■ Texto para revisar:
--------------------------------

Manuel Rodriguez Becerra

Manuel Rogriguez Becerra

El Estado y las amenazas globales

Esta crisis debería conducir a una reforma profunda del papel del Estado en la sociedad.

Por: Manuel Rodríguez Becerra

/ 03 de mayo 2020

“Nos estamos embarcando en lo impensable”, señaló el presidente Macron en reciente entrevista con ‘Financial Times’ sobre el coronavirus. Y entre lo impensable parecería estar esbozándose la posibilidad de un gran cambio en la concepción del papel del Estado en la sociedad. Basta registrar las acciones que los diversos gobiernos están desplegando para enfrentar la pandemia, tanto en el campo de la salud como en el social y el económico.

Hasta hace dos meses nadie se habría imaginado que dirigentes políticos y económicos que durante los últimos cuarenta años han buscado que se minimice el papel del Estado, para dar preponderancia al mercado como eje del desarrollo, en la actualidad acepten que sobre los hombros de los gobiernos recaen el mayor peso y responsabilidad para solucionar los complejos y profundos problemas generados por el coronavirus, que podrían llegar a lugares inimaginables en esta crisis dominada por la incertidumbre.

En el caso de la salud, los gobiernos se han visto en aprietos para ejercer el rol que súbitamente debieron asumir, puesto que sus sistemas de salud, con pocas excepciones, llegaron precariamente preparados para enfrentar el coronavirus. No fue un asunto producto del azar, pues el alto grado de privatización de las organizaciones de la salud determina, por ejemplo, que no estén dispuestas en asumir inversiones para prever y mitigar una pandemia (contar, por ejemplo, con instalaciones hospitalarias en exceso); primero están las utilidades de los dueños, como se los dicta su marco normativo. Por ello no es de extrañar que, con anterioridad al coronavirus, los gobiernos y el sector privado hayan, en la práctica, negado la alta posibilidad de que se presentara una pandemia no obstante las claras advertencias de la ciencia.

--------------------------------

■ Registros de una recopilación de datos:
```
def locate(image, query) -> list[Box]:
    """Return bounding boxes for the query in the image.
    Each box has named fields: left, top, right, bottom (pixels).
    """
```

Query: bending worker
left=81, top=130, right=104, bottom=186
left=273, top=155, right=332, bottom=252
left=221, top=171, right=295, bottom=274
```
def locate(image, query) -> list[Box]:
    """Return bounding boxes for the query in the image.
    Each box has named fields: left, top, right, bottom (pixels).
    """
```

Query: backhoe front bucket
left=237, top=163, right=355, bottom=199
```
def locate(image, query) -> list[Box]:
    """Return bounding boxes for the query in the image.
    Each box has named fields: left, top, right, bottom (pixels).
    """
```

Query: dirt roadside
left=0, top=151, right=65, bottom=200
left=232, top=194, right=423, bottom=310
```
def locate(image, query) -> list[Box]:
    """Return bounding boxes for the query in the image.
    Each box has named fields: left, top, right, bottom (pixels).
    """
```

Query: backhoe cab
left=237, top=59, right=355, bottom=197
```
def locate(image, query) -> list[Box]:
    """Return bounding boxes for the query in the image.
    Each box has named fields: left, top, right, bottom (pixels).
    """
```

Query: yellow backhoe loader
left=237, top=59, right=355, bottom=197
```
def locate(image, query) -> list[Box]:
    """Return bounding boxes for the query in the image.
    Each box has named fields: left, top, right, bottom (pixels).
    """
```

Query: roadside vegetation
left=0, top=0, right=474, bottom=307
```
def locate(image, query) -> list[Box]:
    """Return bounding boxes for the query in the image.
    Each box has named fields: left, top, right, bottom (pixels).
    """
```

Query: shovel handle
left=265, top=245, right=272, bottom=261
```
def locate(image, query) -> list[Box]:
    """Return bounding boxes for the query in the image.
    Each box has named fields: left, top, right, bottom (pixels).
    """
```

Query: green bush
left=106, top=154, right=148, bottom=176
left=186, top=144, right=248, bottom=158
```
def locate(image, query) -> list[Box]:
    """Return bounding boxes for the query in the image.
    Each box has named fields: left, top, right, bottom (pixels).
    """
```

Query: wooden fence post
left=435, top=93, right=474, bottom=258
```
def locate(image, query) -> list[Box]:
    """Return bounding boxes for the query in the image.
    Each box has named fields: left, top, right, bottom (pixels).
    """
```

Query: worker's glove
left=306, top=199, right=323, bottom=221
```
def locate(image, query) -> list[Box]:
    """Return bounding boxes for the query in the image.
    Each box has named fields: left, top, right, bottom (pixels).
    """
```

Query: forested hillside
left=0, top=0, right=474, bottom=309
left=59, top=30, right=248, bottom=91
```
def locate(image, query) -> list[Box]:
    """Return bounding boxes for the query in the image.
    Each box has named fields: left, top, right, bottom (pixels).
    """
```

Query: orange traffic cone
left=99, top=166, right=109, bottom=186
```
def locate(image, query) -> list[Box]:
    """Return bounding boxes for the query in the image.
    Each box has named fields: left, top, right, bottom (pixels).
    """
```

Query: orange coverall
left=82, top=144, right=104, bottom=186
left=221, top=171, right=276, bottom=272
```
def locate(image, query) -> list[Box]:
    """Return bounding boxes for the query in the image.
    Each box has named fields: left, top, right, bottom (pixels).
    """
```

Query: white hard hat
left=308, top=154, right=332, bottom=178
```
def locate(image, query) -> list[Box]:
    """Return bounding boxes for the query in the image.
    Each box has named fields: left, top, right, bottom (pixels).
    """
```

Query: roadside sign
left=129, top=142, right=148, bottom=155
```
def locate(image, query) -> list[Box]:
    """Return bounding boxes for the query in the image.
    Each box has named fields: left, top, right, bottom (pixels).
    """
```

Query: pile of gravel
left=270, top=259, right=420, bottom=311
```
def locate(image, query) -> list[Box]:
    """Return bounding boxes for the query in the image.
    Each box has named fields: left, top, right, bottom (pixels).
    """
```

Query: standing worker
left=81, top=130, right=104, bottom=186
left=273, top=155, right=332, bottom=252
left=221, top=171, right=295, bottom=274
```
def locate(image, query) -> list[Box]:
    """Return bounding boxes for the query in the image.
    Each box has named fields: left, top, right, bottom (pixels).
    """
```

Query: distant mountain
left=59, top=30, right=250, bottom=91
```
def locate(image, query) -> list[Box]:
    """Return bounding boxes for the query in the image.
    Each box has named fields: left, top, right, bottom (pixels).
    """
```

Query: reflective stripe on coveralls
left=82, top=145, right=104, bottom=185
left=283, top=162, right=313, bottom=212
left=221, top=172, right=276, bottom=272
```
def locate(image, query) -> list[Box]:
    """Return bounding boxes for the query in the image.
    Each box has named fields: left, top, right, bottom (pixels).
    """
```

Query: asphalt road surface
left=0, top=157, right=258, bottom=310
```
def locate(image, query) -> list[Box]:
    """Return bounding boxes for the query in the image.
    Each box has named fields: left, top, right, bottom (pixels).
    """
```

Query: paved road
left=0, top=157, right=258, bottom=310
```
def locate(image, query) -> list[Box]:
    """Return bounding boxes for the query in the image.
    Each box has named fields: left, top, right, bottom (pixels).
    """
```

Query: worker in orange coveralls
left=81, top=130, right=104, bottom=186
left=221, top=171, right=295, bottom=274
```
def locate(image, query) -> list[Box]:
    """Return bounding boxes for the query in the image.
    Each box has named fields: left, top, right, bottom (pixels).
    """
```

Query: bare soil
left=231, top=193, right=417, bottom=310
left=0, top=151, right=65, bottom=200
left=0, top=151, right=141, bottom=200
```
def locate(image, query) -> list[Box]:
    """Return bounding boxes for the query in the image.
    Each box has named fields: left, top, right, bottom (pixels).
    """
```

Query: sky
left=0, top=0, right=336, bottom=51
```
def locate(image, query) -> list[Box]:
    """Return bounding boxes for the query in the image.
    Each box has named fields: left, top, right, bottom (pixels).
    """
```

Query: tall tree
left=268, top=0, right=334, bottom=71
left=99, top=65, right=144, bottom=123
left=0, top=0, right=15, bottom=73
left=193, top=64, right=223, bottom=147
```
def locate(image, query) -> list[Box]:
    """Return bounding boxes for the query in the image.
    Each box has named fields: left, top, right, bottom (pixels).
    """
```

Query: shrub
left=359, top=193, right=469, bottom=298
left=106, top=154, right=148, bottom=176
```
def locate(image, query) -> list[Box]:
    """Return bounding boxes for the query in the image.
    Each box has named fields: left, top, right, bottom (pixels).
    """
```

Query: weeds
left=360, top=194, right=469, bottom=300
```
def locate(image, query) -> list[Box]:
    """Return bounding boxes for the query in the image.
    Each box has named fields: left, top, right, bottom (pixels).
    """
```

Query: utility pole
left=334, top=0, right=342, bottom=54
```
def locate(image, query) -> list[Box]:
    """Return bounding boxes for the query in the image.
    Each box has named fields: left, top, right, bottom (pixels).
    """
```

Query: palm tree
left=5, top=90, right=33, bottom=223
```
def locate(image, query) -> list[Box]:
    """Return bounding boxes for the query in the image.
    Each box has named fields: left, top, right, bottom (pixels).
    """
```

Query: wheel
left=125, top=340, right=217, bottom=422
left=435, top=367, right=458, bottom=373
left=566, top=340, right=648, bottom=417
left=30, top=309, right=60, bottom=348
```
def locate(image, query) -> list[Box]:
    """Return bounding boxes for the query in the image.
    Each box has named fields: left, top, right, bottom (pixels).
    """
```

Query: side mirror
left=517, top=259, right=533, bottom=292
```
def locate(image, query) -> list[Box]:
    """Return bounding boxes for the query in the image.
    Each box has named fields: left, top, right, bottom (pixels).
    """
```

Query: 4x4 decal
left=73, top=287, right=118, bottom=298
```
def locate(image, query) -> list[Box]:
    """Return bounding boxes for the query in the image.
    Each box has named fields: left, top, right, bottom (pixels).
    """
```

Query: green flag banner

--------------------------------

■ Enunciado del ejercicio: Transcribe sin cambios el fragmento del texto sobre el Estado y las amenazas globales que va desde "Hasta hace dos" hasta "por la incertidumbre.", ambos incluidos.

■ Resultado del ejercicio:
Hasta hace dos meses nadie se habría imaginado que dirigentes políticos y económicos que durante los últimos cuarenta años han buscado que se minimice el papel del Estado, para dar preponderancia al mercado como eje del desarrollo, en la actualidad acepten que sobre los hombros de los gobiernos recaen el mayor peso y responsabilidad para solucionar los complejos y profundos problemas generados por el coronavirus, que podrían llegar a lugares inimaginables en esta crisis dominada por la incertidumbre.